# WORK TO BE COMPLETED
Extract every line in the records below that contains the string "crate". The match is case-sensitive.

== RECORDS FOR THE EXERCISE

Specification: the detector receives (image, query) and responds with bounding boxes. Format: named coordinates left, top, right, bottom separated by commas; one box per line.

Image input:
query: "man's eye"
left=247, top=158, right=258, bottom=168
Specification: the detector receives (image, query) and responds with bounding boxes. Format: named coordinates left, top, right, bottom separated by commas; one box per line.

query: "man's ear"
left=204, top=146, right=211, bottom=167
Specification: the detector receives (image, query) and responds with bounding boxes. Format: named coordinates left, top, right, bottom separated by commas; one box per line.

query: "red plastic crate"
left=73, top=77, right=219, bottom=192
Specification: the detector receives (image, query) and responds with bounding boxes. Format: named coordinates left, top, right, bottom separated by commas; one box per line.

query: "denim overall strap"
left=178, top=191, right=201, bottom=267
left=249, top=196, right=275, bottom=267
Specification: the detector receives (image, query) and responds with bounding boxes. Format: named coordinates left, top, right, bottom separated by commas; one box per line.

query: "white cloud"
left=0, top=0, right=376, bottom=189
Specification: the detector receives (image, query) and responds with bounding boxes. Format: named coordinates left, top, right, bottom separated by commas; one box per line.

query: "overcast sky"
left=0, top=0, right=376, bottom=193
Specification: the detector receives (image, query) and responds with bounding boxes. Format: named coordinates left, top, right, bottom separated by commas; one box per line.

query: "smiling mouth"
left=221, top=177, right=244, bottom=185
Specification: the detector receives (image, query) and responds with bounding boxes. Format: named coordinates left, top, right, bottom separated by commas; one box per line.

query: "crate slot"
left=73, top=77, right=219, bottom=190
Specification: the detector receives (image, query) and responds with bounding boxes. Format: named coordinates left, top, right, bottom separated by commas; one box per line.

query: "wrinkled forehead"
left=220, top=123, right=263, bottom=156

====

# EXERCISE RESULT
query: "red plastic crate"
query: "crate slot"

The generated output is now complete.